• Reading text:
==*==
The case against a man accused of sexually assaulting a teenage girl suffered a blow when a B.C. Supreme Court Justice threw out a statement he gave to police after finding it was not given voluntarily.
In a decision issued Jan. 24, Justice Jennifer Duncan found she did not disbelieve Peter Brian George's assertion that he told police he had touched, hugged and kissed the girl while in a local park only after police failed to accommodate his need to go to the bathroom.
As well as sexual assault, George, now 29 years old, stands accused of sexually interfering with the girl between June 30 and Sept. 1, 2016 when she was 15 years old.
He was arrested on May 28, 2017 when police responded to a call from someone who wanted a person to leave their house. George was found about a block away and was identified as wanted on one of the RCMP's files.
According to Duncan's recounting of testimony on whether the statement should be admitted as evidence, George was held in custody at the Prince George RCMP detachment for 14 hours before an interview was conducted. The RCMP officer in charge of the case had opted to wait for a colleague who eventually conducted the interrogation to start his shift.
For most of the interview, George continually denied the girl's allegations - 15 times by the count of his lawyer Tony Zipp - but a bit more than halfway through, he told the officer he needed to go to the bathroom.
Complicating matters, George did not want to use one of the steel toilets in the cells, saying he felt itchy when he used one during a previous time he was in custody. The officer replied that there are only steel toilets in the detachment which was not true - there are porcelain toilets in the employee area outside the cells.
==*==
• Data excerpts:

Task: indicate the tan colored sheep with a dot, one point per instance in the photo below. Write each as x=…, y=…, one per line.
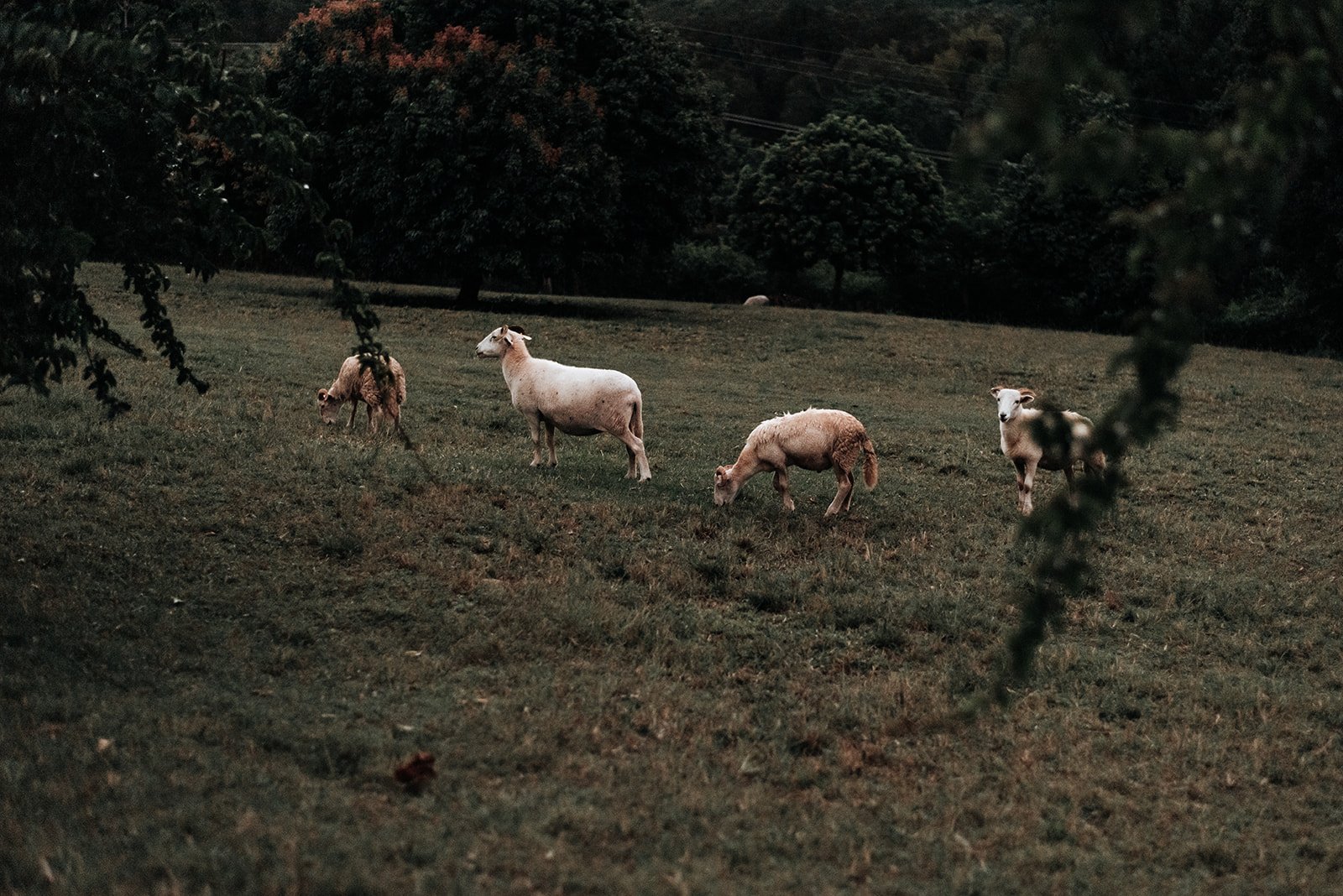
x=579, y=401
x=378, y=380
x=814, y=439
x=1021, y=448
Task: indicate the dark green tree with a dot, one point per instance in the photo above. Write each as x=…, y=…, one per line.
x=844, y=190
x=461, y=160
x=1215, y=214
x=637, y=128
x=109, y=130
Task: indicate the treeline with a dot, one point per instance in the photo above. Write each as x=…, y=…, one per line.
x=713, y=149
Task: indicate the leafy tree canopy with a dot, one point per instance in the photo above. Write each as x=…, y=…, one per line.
x=503, y=137
x=107, y=129
x=843, y=190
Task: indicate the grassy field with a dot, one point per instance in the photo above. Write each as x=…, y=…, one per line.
x=223, y=625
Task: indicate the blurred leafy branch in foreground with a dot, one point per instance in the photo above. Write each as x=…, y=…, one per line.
x=1217, y=197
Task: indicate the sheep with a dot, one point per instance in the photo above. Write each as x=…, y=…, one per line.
x=378, y=380
x=1018, y=445
x=579, y=401
x=814, y=439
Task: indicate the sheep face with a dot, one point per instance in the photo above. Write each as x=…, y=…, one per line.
x=724, y=486
x=497, y=344
x=329, y=405
x=1011, y=401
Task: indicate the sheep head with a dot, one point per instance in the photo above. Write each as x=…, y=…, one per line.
x=724, y=486
x=1011, y=401
x=497, y=344
x=328, y=404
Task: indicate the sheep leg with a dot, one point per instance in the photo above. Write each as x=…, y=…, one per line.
x=534, y=425
x=638, y=457
x=1025, y=484
x=844, y=495
x=781, y=484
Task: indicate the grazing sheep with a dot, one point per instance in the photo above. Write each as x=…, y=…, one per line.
x=378, y=380
x=1021, y=448
x=581, y=401
x=814, y=439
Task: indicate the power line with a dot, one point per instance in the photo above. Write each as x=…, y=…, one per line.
x=910, y=66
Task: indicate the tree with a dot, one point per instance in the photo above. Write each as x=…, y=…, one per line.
x=107, y=138
x=843, y=190
x=465, y=159
x=1219, y=211
x=615, y=154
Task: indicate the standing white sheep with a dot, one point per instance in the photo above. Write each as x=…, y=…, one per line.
x=814, y=439
x=376, y=378
x=1021, y=448
x=581, y=401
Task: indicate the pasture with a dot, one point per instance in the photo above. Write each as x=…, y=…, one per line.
x=225, y=625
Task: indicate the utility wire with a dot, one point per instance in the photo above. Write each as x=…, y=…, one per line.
x=910, y=66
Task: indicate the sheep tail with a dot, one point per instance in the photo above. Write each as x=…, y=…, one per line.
x=637, y=419
x=870, y=461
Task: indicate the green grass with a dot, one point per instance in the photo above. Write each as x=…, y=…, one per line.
x=225, y=625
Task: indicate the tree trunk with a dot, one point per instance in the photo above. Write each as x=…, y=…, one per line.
x=469, y=293
x=837, y=287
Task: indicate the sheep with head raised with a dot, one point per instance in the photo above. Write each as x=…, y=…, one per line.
x=579, y=401
x=816, y=439
x=1021, y=447
x=375, y=378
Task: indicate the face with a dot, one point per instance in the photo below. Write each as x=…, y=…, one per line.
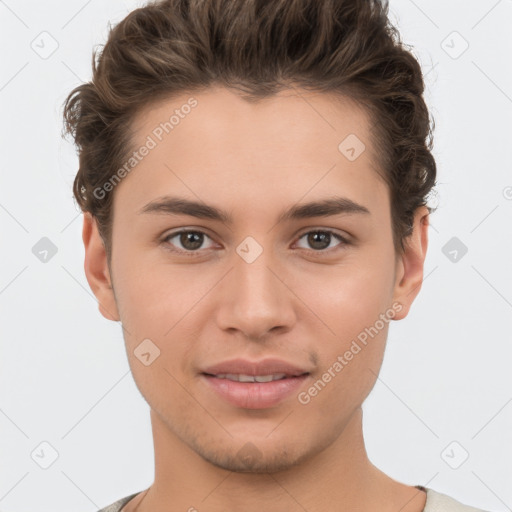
==*==
• What to do:
A. Translate this sentence from the news report about the sexual assault case into Spanish: "He was arrested on May 28, 2017 when police responded to a call from someone who wanted a person to leave their house."
B. List every calendar date that appears in the news report about the sexual assault case, in the order they occur.
C. Write a continuation of the news report about the sexual assault case, picking up after its last sentence.

• Activity answers:
A. Fue arrestado el 28 de mayo de 2017 cuando la policía respondió a una llamada de alguien que quería que una persona se fuera de su casa.

B.
Jan. 24
June 30
Sept. 1, 2016
May 28, 2017

C.
Shortly after that point, George told the officer he had engaged in some over-the-clothing touching with the girl but maintained it went no further than that. The girl is alleging George pinned her down, pulled her pants off and had sex with her.
George was also given a pen and paper and asked to write an apology letter, the court was told, but what was said is not known because the note was lost.
Also playing into the situation, George said he continued to suffer the effects of a head injury from a fall when he was 17 years old, and was feeling hung over because he had been drinking.
The interview was ended after about an hour and George returned to he cell where he ultimately used the toilet.
In deciding against admitting the statement as evidence, Duncan said the issue was not about access to a porcelain toilet.
"It was about the police failing to pay proper heed to Mr. George's basic human requirements, to pause the statement and to escort him to a bathroom, any bathroom," she wrote in her decision. "He was a soft spoken man in police custody who had explained his history of a head injury.
"He said he had needed to go to the bathroom since he had been arrested. It was not up to him to press the issue. He was not in control of the situation."
An ongoing trial on the matter remains before the court.